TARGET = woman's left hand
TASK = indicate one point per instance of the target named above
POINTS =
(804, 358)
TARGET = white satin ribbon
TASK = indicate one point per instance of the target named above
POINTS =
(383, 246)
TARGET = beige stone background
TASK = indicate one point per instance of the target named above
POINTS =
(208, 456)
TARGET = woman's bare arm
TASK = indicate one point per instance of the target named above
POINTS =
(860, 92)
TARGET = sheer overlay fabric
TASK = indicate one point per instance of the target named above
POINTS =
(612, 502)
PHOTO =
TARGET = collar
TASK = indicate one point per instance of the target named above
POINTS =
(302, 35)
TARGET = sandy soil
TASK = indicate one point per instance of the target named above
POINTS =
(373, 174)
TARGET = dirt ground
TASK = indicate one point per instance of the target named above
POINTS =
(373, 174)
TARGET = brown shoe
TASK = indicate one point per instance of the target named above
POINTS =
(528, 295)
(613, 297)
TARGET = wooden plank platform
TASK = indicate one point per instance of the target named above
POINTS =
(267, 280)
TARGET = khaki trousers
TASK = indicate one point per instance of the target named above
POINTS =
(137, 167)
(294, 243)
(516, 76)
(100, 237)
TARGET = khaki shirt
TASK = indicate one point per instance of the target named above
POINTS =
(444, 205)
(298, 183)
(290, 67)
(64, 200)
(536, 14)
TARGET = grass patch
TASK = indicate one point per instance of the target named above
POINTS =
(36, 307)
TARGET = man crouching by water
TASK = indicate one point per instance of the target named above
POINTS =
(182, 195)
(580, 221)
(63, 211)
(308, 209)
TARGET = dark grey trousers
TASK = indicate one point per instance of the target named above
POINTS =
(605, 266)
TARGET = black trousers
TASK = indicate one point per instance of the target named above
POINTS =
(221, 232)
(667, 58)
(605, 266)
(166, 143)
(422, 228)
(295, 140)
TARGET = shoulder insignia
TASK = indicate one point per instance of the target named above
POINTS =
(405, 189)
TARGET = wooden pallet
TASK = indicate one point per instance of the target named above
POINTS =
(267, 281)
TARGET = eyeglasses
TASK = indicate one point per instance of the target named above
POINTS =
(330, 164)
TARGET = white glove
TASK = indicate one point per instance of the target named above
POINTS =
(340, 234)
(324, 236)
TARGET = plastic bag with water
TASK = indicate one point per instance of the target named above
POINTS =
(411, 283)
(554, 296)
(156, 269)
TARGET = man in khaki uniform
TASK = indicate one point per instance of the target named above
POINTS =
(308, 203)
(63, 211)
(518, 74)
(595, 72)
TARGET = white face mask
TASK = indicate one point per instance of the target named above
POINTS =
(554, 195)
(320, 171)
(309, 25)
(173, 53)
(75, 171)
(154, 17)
┄┄┄┄┄┄┄┄┄┄
Can you reproduce all of the lines above, from the first to the last, without changing anything?

— The answer —
TARGET = woman's left hand
TASK = indicate one point per instance of the target named above
POINTS =
(804, 358)
TARGET = white satin ribbon
TASK = indicate one point per instance of the target named above
POINTS =
(383, 246)
TARGET = beige stone background
TASK = indicate one point per instance of the target named above
POINTS =
(208, 456)
TARGET = woman's bare arm
TASK = indicate one point per instance of the target named above
POINTS =
(860, 92)
TARGET = sheer overlay fabric
TASK = indicate one point per instance of the target named above
POINTS =
(612, 502)
PHOTO =
TARGET = collar
TASK = indicate one point per instance of the target named above
POINTS =
(302, 35)
TARGET = sandy soil
TASK = indicate one point per instance of the target named above
POINTS =
(373, 174)
TARGET = dirt ground
TASK = indicate one point per instance of the target named above
POINTS =
(373, 174)
TARGET = brown shoe
TASK = indicate one point per instance of the target named above
POINTS =
(528, 295)
(613, 297)
TARGET = wooden plank platform
TASK = indicate one point per instance of the target named above
POINTS =
(267, 280)
TARGET = khaki trousers
TASK = indicate one point per instance of the target named above
POINTS =
(137, 167)
(294, 243)
(516, 76)
(100, 237)
TARGET = khaki shirt
TASK = indicate one point per instance of the target named above
POINTS =
(444, 205)
(298, 183)
(290, 67)
(64, 200)
(536, 14)
TARGET = grass patch
TASK = indicate one point per instance of the target named above
POINTS =
(36, 307)
TARGET = man crouching by water
TASK = indicate one point per instance of the target named above
POINTS =
(182, 195)
(580, 221)
(63, 211)
(308, 209)
TARGET = dark grey trousers
TASK = indicate one point per instance of the target named above
POINTS =
(605, 266)
TARGET = black trousers
TASK = indicate one point per instance of the target named above
POINTS =
(221, 232)
(667, 58)
(605, 266)
(166, 143)
(422, 228)
(295, 140)
TARGET = shoulder insignia
TASK = indicate one point per instance of the target named above
POINTS =
(405, 189)
TARGET = wooden pallet
TASK = indicate one point per instance of the target named above
POINTS =
(267, 281)
TARGET = eyeglasses
TASK = indicate one point per instance of the target named above
POINTS =
(330, 164)
TARGET = white glove
TASK = indicate one point per instance of the target named above
POINTS =
(340, 234)
(324, 236)
TARGET = plastic bag with water
TASK = indicate one point per instance of the target named above
POINTS =
(411, 283)
(554, 296)
(156, 269)
TARGET = man in khaki uniform
TASK = indicate one point per instance of the target named above
POINTS =
(308, 203)
(63, 211)
(518, 74)
(595, 72)
TARGET = white face mask
TASK = indicate one point per instance of the target named above
POINTS =
(554, 195)
(320, 171)
(309, 25)
(173, 53)
(75, 171)
(154, 17)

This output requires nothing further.